→ **Goal**: Repeat exactly, and only, the lines from the one containing "[locate] tree foliage" through the end of the records.
------------------------------------------------------------
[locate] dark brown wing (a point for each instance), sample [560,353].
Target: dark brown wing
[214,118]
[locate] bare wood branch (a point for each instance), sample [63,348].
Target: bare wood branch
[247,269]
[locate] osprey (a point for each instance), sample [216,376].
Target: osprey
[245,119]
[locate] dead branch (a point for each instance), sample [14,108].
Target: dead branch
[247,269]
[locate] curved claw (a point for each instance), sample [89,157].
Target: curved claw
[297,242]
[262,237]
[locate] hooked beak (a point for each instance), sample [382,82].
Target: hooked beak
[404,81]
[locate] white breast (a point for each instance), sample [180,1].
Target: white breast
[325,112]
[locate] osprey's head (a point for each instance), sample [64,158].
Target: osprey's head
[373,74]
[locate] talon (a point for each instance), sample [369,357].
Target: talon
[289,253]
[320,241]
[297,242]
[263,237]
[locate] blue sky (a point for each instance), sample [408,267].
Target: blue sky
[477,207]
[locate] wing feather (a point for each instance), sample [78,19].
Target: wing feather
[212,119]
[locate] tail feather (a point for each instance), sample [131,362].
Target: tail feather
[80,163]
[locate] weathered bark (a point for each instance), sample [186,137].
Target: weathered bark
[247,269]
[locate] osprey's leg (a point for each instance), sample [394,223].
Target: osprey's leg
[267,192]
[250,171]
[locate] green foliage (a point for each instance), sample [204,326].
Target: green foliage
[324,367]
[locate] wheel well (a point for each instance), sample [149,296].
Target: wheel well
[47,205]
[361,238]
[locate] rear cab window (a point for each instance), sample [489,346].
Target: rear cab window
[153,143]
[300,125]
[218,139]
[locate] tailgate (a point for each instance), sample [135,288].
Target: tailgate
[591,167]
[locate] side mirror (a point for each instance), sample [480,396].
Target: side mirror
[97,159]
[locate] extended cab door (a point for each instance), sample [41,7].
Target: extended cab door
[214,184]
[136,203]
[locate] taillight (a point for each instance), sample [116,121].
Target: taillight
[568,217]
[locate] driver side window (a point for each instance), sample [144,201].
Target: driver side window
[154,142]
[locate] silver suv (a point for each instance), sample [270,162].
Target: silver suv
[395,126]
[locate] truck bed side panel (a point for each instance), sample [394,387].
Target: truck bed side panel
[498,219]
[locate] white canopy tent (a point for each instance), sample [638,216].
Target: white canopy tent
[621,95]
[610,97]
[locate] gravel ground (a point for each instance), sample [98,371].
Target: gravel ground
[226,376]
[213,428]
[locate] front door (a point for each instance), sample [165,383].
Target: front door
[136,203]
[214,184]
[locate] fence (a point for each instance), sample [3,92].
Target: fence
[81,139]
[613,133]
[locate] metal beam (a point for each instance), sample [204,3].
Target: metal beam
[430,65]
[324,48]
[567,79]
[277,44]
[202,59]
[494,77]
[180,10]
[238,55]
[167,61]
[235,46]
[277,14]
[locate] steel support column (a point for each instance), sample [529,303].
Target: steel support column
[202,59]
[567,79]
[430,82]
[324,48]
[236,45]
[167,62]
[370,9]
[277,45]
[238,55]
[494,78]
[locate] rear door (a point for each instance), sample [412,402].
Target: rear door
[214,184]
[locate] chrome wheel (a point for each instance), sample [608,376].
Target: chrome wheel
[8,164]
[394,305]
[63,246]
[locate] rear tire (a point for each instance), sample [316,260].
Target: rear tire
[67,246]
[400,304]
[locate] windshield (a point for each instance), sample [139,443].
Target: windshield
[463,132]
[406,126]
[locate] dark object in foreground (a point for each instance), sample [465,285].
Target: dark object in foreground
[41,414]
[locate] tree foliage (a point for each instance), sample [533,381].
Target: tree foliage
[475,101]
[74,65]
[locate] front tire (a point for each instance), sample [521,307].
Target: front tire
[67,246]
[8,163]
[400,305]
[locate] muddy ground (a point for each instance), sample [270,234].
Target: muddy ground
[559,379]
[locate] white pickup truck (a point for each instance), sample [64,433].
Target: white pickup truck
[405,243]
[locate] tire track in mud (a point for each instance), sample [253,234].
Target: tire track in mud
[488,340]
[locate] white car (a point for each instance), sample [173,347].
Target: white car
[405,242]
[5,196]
------------------------------------------------------------
→ **Answer in full**:
[locate] tree foliage (a point for each instance), sample [533,381].
Target: tree foliage
[475,101]
[74,65]
[locate] front tire (a point for each instance), sample [521,307].
Target: front tire
[67,246]
[8,163]
[400,305]
[locate] muddy ground (a point for each instance), sample [270,234].
Target: muddy ground
[559,379]
[locate] white pickup truck (a point for each instance), sample [64,433].
Target: white pickup truck
[405,243]
[locate] tire track in mud (a point for each instance), sample [253,234].
Target: tire track in mud
[488,340]
[locate] white car (a point for each instance), sample [173,347].
Target: white car
[405,242]
[5,196]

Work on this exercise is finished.